**TASK REQUIREMENTS**
Extract each record and reproduce it exactly.

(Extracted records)
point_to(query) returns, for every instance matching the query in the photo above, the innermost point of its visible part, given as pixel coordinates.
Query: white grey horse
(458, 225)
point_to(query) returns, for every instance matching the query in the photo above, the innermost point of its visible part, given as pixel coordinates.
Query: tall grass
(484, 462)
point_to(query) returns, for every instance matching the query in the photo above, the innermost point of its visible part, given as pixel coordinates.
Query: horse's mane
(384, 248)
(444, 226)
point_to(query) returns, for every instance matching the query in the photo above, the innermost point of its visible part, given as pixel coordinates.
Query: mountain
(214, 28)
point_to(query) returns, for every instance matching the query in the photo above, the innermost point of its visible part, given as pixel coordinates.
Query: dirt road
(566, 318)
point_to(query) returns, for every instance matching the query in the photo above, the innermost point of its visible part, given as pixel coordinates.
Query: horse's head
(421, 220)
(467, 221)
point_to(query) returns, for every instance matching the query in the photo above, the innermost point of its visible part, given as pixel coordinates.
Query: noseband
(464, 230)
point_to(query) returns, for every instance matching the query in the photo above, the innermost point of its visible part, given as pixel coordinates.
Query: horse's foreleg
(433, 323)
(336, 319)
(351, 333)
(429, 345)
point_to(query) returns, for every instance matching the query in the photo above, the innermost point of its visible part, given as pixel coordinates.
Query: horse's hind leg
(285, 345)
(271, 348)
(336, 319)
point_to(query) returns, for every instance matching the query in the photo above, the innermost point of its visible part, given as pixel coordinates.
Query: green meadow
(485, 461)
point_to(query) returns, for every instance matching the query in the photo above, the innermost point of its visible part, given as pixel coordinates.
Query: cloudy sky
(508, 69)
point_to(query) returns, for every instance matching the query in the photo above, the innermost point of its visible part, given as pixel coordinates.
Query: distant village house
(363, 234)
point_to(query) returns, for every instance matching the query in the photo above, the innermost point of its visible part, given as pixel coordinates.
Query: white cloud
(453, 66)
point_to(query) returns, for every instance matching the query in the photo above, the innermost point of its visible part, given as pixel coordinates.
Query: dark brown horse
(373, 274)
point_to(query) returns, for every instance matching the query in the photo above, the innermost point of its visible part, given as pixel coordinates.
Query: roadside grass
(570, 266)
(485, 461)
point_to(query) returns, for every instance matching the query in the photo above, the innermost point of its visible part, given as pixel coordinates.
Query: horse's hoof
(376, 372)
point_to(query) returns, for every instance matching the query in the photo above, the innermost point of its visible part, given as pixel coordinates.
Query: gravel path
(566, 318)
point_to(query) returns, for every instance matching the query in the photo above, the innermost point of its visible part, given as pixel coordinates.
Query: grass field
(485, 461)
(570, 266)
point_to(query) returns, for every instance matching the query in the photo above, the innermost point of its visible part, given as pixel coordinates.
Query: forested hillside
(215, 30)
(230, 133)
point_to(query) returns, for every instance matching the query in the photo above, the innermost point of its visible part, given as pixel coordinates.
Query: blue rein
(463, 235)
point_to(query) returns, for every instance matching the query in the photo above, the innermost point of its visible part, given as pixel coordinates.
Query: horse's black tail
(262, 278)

**YOUR RESPONSE**
point_to(query) returns, for every instance matching the query in the photo above, the innermost point of its visible part, given as pixel coordinates.
Query: white grey horse
(458, 225)
point_to(query) returns, for every instance matching the query in the photo above, the innermost point of its visible part, given as pixel coordinates.
Query: tall grass
(484, 462)
point_to(query) returns, for every instance matching the query in the photo above, the innermost point of its visible part, given as pixel coordinates.
Query: horse's mane
(384, 248)
(444, 226)
point_to(query) returns, for every instance matching the query in the photo above, the innermost point of its visible part, given as pixel coordinates.
Query: mountain
(214, 28)
point_to(query) returns, for every instance matching the query in the photo above, the innermost point of its visible part, given as pixel coordinates.
Query: dirt road
(566, 318)
point_to(query) returns, for every instance matching the query in the photo above, the innermost point of its visible part, given as pixel coordinates.
Query: horse's head
(421, 220)
(467, 221)
point_to(query) returns, for every instance matching the query in the photo above, the innermost point of its visible part, given as pixel coordinates.
Query: noseband
(464, 230)
point_to(query) returns, for every instance matching the query in the photo above, the innermost point of its visible part, given as pixel coordinates.
Query: horse's foreleg
(433, 323)
(336, 319)
(351, 333)
(429, 345)
point_to(query) returns, for every instance matching the query in the photo above, the innermost point of its visible part, given as pixel coordinates.
Query: horse's hind leg
(285, 345)
(271, 348)
(336, 319)
point_to(query) returns, for every instance matching the query in the photo above, the innermost point of its visible part, given as pixel coordinates.
Query: green meadow
(485, 461)
point_to(query) returns, for every instance matching the query in the photo above, the innermost point of its visible part, given as pixel coordinates.
Query: cloudy sky
(508, 69)
point_to(query) returns, for every instance matching the query in the photo above, the innermost point of its visible part, given as pixel coordinates.
Query: distant village house
(363, 234)
point_to(query) returns, for every instance matching the query in the photo above, the innermost point of its visible part, given as pixel coordinates.
Query: white cloud
(453, 66)
point_to(query) returns, for every instance matching the query in the photo above, the innermost point of its visible part, given as pixel coordinates.
Query: dark brown horse
(373, 274)
point_to(query) returns, for every instance matching the query in the photo above, the innermost point of its visible part, given as pixel coordinates.
Query: roadside grass
(570, 266)
(485, 461)
point_to(query) returns, for every instance matching the query in the photo above, the innermost point of its visible part, given as pixel coordinates.
Query: horse's hoof
(376, 372)
point_to(query) returns, for every instance matching the query in the photo above, the innermost point of its visible part, given as pixel coordinates.
Query: gravel path
(566, 318)
point_to(query) returns, for every instance matching the query in the photo above, the innermost point of its visible part, given as pixel coordinates.
Query: grass field
(485, 461)
(570, 266)
point_to(query) returns, for every instance matching the query in the photo above, the innermost point of its visible part, given as pixel coordinates.
Query: forested hillside
(215, 30)
(230, 133)
point_to(query) returns, for every instance matching the query in the photo above, the innermost point of its visible part, given as pixel coordinates.
Query: blue rein
(463, 235)
point_to(query) returns, for every instance matching the query in the photo above, the innermost point of its visible part, given as pixel coordinates.
Query: horse's black tail
(262, 278)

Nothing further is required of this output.